### Brief
Arrange everything from the first of the items down through the line containing "[(433, 155)]" as a numbered list, skipping any blank lines.

[Extracted data entries]
___
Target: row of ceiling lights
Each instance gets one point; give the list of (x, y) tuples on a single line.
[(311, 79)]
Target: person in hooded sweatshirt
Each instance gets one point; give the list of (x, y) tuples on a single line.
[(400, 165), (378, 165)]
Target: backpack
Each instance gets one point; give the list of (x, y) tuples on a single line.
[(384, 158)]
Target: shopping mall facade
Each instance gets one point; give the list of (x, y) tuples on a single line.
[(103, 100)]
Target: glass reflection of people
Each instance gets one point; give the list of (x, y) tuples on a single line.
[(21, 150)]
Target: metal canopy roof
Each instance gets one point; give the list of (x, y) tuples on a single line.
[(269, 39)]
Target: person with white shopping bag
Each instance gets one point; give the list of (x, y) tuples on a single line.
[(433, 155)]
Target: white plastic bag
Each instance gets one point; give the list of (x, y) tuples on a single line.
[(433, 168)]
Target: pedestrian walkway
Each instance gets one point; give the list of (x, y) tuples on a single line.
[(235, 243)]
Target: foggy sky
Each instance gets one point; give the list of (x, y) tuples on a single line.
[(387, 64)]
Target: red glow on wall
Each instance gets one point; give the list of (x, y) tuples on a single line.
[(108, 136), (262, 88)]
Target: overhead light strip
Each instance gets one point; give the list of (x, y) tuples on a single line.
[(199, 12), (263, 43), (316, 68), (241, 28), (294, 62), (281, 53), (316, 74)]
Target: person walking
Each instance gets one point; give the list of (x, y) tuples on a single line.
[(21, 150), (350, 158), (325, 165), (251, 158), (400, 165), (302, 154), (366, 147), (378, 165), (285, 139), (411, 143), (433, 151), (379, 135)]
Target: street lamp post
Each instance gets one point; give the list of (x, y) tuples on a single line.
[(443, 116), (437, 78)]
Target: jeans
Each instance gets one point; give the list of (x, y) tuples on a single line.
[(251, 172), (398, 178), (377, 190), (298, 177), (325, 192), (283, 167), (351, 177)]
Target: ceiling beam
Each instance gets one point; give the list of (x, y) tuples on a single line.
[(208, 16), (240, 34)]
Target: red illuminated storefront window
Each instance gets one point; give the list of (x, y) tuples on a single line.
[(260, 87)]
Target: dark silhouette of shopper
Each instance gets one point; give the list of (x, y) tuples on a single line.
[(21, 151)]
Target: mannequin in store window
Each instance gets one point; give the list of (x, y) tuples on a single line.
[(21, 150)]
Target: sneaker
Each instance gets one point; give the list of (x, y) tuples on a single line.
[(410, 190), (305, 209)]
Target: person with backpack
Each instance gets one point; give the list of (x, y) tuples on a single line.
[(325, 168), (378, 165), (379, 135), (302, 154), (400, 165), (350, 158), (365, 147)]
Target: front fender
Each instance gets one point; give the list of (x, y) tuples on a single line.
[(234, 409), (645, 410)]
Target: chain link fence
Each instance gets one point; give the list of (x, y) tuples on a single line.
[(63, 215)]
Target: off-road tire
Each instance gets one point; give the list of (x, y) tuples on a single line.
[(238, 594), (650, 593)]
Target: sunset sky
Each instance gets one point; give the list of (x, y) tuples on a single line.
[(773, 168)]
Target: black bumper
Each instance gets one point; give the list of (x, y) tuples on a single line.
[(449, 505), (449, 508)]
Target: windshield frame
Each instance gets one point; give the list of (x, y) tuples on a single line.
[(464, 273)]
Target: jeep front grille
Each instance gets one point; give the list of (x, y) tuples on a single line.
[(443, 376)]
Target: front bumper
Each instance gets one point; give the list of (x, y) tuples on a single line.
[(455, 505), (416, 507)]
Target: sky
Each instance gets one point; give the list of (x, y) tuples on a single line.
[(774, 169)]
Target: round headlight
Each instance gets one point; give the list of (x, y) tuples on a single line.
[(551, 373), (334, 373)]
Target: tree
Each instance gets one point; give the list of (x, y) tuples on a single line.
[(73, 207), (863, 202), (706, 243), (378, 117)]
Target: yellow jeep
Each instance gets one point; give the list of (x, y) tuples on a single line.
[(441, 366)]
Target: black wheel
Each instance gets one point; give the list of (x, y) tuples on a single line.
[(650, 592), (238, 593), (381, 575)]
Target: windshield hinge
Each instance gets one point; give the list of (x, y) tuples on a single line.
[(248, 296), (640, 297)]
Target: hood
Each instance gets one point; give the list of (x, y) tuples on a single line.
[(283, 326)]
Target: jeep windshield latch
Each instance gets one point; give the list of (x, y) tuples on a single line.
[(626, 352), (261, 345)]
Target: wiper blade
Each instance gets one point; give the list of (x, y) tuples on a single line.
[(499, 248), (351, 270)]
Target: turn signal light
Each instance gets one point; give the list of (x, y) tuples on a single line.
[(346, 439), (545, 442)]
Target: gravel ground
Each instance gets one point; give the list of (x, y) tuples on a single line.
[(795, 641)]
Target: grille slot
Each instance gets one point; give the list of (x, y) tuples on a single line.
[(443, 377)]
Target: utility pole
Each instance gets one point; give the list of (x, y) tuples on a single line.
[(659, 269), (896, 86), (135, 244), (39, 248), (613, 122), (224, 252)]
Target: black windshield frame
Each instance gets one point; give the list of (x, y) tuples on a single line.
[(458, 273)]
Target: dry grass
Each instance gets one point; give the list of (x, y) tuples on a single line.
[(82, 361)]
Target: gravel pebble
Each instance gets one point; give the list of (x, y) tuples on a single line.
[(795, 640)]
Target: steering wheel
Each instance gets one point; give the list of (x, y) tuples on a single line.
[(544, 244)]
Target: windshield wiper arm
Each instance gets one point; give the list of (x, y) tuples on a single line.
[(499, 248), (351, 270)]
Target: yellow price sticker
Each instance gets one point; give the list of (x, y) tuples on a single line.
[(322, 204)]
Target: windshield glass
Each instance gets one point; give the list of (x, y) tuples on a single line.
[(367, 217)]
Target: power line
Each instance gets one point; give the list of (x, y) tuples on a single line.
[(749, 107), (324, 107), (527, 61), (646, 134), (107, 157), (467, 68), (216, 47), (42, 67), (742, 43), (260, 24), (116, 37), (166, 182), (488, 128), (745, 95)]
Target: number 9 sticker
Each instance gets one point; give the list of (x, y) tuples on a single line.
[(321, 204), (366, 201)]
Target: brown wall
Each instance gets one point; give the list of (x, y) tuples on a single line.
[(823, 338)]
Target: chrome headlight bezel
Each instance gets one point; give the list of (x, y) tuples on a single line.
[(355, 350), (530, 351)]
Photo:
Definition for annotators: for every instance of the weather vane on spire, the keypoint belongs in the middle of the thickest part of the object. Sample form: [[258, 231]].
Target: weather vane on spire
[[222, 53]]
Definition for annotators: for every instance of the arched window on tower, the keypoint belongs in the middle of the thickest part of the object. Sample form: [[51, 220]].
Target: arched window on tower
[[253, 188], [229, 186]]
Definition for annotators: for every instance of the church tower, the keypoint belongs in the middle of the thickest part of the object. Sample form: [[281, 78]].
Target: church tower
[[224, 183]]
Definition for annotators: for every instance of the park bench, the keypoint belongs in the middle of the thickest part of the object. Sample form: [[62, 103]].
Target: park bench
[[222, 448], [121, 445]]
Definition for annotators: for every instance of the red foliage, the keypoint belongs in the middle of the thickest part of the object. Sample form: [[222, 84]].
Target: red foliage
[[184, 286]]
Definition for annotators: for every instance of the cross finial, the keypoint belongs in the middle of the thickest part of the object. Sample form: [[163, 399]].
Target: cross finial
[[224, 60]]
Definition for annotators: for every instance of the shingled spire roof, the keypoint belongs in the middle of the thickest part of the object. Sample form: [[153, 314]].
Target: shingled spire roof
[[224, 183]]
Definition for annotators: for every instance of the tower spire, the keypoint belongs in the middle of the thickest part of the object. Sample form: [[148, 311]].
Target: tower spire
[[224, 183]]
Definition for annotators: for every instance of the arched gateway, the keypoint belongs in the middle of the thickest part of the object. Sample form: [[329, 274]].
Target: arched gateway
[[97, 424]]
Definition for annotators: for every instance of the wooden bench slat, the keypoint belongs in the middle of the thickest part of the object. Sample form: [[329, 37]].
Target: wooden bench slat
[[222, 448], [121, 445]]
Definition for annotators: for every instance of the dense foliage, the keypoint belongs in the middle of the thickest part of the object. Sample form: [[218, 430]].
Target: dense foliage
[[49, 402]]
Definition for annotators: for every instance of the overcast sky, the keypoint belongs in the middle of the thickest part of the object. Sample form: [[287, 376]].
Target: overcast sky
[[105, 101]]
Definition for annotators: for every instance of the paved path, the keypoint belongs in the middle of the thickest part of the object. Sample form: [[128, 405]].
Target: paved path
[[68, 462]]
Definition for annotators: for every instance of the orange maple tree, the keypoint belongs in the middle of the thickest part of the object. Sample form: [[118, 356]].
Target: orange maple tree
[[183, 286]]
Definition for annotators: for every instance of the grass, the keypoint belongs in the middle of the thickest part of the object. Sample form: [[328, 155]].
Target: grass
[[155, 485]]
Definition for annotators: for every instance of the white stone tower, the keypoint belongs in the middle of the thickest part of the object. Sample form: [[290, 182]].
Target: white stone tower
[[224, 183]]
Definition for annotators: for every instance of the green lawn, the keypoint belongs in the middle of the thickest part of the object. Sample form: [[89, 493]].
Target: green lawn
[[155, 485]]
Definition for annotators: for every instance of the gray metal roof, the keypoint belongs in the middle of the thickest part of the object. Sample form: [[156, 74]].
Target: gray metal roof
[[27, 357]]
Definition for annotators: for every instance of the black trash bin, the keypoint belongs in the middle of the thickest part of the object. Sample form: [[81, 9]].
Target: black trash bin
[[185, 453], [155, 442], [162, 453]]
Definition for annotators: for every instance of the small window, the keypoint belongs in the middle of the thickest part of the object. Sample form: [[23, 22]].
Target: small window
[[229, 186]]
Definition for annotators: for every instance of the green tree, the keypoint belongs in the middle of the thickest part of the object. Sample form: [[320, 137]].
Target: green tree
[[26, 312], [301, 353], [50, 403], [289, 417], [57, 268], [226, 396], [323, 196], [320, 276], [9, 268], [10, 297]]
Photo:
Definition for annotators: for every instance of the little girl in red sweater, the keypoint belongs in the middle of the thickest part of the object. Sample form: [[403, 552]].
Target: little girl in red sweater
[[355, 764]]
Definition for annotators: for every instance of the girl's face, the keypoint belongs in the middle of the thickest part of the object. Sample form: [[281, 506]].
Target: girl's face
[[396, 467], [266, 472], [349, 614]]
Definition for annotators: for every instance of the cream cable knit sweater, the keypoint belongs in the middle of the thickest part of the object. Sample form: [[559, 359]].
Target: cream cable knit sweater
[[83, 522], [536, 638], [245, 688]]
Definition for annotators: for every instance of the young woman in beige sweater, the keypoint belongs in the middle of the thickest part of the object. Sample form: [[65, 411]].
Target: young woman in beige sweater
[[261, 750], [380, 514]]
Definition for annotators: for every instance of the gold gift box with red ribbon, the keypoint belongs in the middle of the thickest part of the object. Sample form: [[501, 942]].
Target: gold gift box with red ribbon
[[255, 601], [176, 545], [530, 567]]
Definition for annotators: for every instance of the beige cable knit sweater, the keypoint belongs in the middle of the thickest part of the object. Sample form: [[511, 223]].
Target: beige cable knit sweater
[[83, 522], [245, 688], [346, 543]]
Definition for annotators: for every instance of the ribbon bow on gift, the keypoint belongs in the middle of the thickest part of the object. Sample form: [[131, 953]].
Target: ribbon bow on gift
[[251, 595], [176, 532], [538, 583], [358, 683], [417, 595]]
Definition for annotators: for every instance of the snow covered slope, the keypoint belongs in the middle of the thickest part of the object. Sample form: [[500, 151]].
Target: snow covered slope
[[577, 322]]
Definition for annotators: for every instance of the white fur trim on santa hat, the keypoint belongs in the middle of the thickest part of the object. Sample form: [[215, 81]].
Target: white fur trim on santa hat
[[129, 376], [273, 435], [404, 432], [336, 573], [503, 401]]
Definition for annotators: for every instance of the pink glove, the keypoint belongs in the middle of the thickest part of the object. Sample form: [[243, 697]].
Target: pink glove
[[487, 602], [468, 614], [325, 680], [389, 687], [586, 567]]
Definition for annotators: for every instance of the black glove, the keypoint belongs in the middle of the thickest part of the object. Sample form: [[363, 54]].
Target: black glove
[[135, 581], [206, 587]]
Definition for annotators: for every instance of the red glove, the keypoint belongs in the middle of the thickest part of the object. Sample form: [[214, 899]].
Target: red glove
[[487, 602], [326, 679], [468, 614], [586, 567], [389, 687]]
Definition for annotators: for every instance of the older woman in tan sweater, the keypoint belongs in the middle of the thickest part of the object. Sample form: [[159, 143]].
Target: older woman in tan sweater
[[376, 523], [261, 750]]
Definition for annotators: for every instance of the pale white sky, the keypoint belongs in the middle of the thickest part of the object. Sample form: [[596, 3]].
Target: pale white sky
___
### Completed task
1. Target: row of ceiling lights
2. Each instance gets one point; give the list of (x, y) tuples on a single line.
3. [(311, 79)]
4. Target: person in hooded sweatshirt
5. Each instance gets one point; give the list of (x, y) tuples on a single line.
6. [(400, 165), (378, 165)]
7. Target: backpack
8. Each instance gets one point; give the list of (x, y) tuples on a single line.
9. [(384, 158)]
10. Target: shopping mall facade
11. Each instance gets one point; give the list of (x, y) tuples on a single line.
12. [(103, 100)]
13. Target: glass reflection of people
14. Each instance gets one point; give the list of (x, y) tuples on a single line.
15. [(21, 150)]
16. Target: metal canopy roof
17. Each instance gets one point; give the list of (x, y) tuples on a single line.
18. [(269, 39)]
19. Target: person with white shopping bag
20. Each instance gets one point; give the list of (x, y) tuples on a single line.
21. [(433, 155)]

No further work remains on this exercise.